*Directive:*
Tally the lines in the rows below that contain the word "water" and reply with only that number.
+++
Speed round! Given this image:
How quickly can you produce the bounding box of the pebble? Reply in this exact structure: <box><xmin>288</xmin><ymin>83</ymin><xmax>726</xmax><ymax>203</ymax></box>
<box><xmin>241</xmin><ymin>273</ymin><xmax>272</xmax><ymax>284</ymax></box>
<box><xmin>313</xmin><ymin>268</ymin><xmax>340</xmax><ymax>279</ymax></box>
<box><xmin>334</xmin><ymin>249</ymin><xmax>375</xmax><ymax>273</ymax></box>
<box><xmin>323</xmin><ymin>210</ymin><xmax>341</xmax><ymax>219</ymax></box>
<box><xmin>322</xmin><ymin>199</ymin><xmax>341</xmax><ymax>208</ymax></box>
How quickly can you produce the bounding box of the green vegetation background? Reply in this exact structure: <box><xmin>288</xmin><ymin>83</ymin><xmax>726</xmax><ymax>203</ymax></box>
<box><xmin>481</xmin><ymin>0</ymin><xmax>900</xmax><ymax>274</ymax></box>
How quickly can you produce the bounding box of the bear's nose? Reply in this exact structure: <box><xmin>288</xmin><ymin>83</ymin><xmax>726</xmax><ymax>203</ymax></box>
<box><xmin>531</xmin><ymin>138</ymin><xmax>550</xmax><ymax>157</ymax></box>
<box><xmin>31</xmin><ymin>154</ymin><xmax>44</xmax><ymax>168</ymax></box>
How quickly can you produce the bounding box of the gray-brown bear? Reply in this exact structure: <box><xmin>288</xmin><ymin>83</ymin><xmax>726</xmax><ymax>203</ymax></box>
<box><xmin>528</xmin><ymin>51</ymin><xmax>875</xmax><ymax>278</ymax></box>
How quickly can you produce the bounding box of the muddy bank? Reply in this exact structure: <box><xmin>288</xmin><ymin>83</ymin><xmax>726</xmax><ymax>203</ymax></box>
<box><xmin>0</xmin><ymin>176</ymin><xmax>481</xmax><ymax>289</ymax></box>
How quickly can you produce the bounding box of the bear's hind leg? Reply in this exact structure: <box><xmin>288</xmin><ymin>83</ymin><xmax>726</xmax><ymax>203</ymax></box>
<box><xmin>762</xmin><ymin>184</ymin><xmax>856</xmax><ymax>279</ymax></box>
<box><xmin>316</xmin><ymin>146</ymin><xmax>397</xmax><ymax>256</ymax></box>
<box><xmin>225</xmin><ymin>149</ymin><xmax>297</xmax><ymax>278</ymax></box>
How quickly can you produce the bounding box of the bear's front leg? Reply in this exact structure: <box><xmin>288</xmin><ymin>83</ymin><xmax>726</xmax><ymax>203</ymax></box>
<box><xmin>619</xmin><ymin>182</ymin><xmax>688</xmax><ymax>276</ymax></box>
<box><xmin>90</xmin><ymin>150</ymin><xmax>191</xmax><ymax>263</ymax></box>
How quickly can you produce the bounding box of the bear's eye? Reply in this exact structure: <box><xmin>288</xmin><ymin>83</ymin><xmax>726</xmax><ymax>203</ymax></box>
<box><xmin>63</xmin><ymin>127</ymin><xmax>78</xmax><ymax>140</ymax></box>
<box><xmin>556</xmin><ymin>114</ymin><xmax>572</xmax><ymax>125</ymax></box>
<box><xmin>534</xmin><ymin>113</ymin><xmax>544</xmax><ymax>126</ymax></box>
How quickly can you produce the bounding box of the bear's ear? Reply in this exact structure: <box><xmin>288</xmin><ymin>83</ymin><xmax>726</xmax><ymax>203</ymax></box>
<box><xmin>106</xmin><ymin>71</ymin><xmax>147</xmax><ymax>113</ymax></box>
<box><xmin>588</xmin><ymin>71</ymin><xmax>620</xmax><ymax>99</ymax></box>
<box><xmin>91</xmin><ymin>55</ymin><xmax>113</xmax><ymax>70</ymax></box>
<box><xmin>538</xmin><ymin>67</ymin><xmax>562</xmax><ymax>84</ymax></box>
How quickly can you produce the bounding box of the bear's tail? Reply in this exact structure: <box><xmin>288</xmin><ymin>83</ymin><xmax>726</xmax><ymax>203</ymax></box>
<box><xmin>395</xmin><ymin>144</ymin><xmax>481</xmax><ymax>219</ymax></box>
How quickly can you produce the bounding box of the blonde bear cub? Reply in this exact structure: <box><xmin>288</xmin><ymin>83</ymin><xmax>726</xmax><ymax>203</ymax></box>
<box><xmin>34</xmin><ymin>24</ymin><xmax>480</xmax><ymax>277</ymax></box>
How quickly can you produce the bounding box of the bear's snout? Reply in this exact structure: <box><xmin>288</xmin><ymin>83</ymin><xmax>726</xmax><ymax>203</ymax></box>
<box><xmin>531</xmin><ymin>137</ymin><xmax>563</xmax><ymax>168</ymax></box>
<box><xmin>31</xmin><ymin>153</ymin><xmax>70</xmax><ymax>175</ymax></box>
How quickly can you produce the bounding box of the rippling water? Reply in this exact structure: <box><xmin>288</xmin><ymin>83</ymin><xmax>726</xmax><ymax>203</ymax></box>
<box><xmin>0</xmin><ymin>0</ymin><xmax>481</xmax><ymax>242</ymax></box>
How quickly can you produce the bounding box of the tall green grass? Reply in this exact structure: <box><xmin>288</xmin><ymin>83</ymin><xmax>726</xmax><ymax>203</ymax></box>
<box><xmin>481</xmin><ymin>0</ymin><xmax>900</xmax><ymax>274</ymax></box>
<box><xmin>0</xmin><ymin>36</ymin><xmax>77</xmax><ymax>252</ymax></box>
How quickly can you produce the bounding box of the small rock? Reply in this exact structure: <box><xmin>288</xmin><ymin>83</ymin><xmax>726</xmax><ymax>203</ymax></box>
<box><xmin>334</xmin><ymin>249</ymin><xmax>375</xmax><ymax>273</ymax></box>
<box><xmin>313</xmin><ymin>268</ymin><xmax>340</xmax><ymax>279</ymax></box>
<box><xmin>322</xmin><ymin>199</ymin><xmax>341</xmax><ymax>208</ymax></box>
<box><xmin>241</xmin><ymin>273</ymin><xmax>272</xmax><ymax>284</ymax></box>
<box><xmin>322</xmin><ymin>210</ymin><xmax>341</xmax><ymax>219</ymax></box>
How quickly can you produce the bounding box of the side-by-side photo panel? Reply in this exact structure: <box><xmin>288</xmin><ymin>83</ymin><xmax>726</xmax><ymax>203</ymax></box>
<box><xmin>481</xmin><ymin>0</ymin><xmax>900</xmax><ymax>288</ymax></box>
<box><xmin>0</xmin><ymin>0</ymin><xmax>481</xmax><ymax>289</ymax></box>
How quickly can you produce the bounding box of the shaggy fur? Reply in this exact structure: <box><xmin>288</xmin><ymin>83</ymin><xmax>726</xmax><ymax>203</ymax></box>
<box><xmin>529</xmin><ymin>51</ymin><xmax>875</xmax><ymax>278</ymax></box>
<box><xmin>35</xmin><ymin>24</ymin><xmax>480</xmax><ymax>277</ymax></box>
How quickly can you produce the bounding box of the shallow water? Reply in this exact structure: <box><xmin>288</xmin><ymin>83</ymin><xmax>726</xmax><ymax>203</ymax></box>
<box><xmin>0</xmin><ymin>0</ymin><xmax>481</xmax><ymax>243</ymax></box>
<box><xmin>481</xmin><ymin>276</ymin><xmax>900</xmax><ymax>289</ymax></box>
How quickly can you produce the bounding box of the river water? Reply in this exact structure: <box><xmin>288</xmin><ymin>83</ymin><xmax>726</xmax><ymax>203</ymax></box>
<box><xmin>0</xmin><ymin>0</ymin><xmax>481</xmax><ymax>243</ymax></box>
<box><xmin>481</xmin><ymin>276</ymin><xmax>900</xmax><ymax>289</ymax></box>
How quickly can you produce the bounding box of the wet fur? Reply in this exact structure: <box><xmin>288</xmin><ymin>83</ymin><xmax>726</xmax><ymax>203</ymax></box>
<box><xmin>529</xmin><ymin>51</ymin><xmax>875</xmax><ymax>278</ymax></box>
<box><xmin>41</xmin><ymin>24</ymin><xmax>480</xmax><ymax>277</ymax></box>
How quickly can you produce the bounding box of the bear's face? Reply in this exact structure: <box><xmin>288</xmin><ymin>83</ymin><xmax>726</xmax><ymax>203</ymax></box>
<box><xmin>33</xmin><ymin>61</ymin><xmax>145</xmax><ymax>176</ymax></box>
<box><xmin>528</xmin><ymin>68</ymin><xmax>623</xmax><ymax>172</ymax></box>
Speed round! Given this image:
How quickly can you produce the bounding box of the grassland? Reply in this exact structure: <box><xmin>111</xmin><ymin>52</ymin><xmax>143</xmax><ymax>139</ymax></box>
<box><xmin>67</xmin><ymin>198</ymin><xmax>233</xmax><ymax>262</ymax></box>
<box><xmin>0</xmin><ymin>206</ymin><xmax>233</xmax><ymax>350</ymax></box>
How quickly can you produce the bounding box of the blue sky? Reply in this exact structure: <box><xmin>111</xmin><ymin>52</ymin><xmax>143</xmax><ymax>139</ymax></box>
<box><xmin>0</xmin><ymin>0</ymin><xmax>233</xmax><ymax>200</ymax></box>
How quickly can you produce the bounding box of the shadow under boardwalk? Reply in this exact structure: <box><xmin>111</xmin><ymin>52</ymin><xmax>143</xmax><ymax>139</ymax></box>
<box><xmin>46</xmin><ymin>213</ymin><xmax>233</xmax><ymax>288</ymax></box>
+++
*Reply to the exercise:*
3